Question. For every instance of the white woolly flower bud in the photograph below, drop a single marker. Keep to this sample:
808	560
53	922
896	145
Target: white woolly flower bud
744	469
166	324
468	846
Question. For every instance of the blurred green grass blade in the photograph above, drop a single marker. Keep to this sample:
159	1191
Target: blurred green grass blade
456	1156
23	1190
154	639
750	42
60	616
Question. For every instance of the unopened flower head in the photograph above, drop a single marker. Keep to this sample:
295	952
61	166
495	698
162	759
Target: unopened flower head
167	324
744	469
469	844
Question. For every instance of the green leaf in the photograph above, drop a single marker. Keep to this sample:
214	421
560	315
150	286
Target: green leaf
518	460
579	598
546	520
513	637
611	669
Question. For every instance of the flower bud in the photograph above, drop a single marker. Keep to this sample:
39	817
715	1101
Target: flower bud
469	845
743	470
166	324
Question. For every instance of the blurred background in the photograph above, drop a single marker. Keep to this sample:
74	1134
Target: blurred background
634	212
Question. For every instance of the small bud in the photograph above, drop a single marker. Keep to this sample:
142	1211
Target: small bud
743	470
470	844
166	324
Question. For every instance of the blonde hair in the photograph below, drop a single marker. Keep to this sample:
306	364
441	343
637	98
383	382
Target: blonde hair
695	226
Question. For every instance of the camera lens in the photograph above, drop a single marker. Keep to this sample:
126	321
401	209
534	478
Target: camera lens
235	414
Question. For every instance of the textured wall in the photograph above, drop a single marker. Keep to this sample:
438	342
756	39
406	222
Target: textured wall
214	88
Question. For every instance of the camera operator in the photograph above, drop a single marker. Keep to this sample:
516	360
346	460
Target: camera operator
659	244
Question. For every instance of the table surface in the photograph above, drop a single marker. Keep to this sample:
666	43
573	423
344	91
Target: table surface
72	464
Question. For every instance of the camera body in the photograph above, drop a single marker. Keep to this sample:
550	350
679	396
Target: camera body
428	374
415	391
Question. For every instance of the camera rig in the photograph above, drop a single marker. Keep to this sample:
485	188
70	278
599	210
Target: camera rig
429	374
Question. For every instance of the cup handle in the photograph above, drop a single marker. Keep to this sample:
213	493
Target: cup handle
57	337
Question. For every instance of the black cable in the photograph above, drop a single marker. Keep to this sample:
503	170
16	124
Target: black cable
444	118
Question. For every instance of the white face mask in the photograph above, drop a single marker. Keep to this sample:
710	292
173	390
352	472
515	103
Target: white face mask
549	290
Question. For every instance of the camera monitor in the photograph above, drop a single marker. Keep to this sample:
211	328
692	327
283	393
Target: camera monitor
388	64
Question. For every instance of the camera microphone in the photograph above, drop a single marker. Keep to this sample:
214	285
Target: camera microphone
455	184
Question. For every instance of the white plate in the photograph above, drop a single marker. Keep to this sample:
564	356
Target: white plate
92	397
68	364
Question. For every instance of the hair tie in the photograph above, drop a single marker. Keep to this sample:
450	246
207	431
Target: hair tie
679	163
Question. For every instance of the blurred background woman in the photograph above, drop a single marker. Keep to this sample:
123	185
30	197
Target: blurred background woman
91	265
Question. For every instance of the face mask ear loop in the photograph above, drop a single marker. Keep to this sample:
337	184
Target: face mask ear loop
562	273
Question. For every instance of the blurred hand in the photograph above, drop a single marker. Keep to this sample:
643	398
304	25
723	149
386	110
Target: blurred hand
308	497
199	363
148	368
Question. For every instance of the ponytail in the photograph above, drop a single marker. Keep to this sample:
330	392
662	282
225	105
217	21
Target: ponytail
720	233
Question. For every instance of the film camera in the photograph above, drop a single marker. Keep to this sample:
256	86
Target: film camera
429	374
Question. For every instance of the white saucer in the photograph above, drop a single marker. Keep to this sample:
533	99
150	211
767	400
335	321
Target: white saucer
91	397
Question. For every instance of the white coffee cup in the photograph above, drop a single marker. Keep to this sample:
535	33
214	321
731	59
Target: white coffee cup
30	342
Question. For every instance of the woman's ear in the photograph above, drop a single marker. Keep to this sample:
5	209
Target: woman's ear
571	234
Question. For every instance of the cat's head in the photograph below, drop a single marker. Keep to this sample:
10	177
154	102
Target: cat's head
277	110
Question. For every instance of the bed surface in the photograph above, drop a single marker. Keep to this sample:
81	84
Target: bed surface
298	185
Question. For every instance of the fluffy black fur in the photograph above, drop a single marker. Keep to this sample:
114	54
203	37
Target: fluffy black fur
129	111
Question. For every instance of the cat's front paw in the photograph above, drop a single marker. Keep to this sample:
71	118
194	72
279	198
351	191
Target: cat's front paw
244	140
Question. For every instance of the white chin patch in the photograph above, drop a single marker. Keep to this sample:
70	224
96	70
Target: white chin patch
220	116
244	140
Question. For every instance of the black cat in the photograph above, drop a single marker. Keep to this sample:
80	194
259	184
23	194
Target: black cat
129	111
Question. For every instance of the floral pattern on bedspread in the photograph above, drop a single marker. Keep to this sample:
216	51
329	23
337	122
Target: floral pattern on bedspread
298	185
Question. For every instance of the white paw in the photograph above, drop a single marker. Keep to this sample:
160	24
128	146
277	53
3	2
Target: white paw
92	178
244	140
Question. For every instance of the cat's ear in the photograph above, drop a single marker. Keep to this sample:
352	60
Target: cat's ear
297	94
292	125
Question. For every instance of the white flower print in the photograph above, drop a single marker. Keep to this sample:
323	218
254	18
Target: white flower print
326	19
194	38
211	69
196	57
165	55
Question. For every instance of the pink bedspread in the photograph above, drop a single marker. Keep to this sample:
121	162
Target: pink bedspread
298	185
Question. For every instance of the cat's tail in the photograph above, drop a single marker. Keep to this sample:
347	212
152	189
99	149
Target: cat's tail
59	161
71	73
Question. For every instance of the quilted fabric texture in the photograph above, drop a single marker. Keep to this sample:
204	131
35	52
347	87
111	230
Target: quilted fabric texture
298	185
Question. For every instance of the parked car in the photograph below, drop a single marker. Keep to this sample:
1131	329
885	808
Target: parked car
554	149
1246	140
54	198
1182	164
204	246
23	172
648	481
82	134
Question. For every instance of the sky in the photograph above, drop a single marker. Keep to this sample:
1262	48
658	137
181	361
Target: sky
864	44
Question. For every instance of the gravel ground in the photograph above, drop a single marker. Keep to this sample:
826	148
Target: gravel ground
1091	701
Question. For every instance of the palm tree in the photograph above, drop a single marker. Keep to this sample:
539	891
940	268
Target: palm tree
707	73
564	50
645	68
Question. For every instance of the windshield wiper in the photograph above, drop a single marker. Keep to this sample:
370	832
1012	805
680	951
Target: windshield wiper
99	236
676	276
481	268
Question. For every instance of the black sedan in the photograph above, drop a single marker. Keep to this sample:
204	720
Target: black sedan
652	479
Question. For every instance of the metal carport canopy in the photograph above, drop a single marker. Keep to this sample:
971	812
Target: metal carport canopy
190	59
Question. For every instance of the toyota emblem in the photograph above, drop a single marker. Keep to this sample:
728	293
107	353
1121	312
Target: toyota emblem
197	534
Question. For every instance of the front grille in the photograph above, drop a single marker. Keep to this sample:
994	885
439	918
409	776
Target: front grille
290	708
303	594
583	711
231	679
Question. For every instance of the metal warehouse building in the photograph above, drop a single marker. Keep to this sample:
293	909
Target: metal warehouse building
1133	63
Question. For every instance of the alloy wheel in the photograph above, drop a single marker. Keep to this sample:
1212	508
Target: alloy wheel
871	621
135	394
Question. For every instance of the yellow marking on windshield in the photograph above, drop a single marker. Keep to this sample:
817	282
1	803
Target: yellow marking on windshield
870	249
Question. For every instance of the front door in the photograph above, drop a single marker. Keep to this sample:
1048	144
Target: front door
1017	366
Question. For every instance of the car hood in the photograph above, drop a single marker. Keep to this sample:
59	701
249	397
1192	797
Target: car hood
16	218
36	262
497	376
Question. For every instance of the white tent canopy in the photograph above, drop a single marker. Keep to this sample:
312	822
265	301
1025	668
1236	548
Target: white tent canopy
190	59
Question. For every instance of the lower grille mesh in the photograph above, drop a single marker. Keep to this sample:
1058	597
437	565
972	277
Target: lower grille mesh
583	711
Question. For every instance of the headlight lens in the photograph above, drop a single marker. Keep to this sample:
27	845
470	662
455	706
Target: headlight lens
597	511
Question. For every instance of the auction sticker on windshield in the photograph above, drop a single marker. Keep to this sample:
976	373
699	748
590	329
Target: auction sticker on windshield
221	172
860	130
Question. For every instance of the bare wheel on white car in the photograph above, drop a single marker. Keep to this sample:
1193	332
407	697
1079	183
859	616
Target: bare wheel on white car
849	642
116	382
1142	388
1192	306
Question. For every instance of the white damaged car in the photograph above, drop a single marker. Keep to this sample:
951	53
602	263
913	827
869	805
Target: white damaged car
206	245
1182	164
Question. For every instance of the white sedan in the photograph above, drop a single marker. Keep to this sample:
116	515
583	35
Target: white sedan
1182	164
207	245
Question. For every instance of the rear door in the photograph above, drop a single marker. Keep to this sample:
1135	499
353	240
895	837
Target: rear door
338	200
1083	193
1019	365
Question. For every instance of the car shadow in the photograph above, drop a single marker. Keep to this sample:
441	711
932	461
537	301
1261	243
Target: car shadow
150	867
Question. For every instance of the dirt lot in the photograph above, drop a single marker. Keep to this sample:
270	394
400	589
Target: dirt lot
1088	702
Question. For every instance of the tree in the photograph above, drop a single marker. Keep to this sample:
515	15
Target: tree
===============
* **Description of the task**:
Return each line of the data where the word "below" appears.

* **Solution to this task**:
Question. For every instance of the white woolly flower bud in the photograph below, drop a single marker. Keep to this sample:
Question. For every instance of the blonde hair in the photograph below, drop a single marker. Keep to this sample:
Question. For every instance of the cat's head in the photograph below, drop a single marker. Keep to this sample:
Question. For every instance of the parked car in the photograph below, drop a single marker. Keep to this sample:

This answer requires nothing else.